TRAVAIL DEMANDÉ ▸
Résumez en deux phrases l'extrait consacré à l'opération Fortitude.

EXTRAIT DU TEXTE ▸
◇ ◇ ◇ ◇
Dès lors, il devint vital pour les alliés de semer le doute dans l'esprit des Allemands quant au lieu et à la date du débarquement. C'est là que commence la plus grande opération de désinformation et de diversion de l'Histoire : l'opération Fortitude!

 

Fortitude ("courage"en anglais) a été imaginée par les services britanniques. L'opération cherchait à faire croire aux Allemands que le débarquement aurait lieu dans le Pas-de-Calais, région la plus proche de l'Angleterre, afin qu'ils y fassent stationner le gros de leurs troupes. Ce stratagème avait pour but de dégarnir le front normand, permettant ainsi aux alliés, après le véritable débarquement en Normandie, de consolider leur tête de pont avant l'arrivée des troupes allemandes stationnées dans le Nord de la France.

 

Bevan et London Controlling Section.jpgpatton.jpg
Le colonel John Henry Bevan (au centre) de la London Controlling Section, à droite le général américain George Patton

 

Pour ce faire, le colonel britannique John Henry Bevan, planifie et dirige les opérations depuis la London Controlling Section à Londres. Ces opérations ressemblent plus à la mise en place d'un décor de cinéma qu'à des manœuvres militaires. La mise en scène est de grande ampleur, on fait importer des centaines de faux chars d'assaut, de pièces d'artilleries, et de camions gonflables fabriqués par les sociétés Goodyear et Goodrich aux États-Unis. Une fois déployés dans les prairies du sud-est de l'Angleterre, face au Pas de Calais, ceux-ci font croire à la présence d'une véritable armée sur place.
◇ ◇ ◇ ◇
DONNÉES ENREGISTRÉES ▸
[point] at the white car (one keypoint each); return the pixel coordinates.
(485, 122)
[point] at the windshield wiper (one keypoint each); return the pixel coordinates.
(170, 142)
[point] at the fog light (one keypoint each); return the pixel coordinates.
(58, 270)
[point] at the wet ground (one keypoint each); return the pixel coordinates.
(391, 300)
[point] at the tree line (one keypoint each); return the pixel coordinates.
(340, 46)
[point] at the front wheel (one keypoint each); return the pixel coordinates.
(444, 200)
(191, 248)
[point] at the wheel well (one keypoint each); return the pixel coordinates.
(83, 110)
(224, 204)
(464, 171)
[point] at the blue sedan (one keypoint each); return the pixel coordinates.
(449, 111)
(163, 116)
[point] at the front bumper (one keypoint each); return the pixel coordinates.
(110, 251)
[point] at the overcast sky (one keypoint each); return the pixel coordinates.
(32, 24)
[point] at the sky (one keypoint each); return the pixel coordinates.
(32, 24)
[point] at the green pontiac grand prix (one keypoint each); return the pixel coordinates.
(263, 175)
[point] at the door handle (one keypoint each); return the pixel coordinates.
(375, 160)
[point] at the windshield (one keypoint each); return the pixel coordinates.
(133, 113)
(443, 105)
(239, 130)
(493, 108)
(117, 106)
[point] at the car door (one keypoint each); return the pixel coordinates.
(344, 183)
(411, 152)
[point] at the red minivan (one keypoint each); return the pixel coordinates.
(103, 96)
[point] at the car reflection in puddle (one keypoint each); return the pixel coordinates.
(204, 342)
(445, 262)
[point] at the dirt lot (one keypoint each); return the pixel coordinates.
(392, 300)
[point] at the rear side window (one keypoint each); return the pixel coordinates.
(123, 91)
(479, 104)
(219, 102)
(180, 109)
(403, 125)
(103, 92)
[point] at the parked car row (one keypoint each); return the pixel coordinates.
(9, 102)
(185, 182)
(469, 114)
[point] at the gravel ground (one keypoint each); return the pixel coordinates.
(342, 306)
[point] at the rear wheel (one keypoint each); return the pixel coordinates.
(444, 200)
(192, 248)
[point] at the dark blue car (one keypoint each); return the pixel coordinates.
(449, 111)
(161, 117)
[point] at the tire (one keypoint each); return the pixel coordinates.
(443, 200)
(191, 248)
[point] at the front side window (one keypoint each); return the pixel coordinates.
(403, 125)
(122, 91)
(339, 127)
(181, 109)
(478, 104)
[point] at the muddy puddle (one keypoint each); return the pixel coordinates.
◇ ◇ ◇ ◇
RÉPONSE ATTENDUE ▸
Imaginée par les services britanniques, l'opération Fortitude cherchait à faire croire aux Allemands que le débarquement aurait lieu dans le Pas-de-Calais, afin qu'ils y stationnent le gros de leurs troupes et dégarnissent ainsi le front normand. Planifiée et dirigée par le colonel John Henry Bevan depuis la London Controlling Section, elle reposait sur des centaines de faux chars, pièces d'artillerie et camions gonflables déployés dans le sud-est de l'Angleterre pour simuler la présence d'une véritable armée.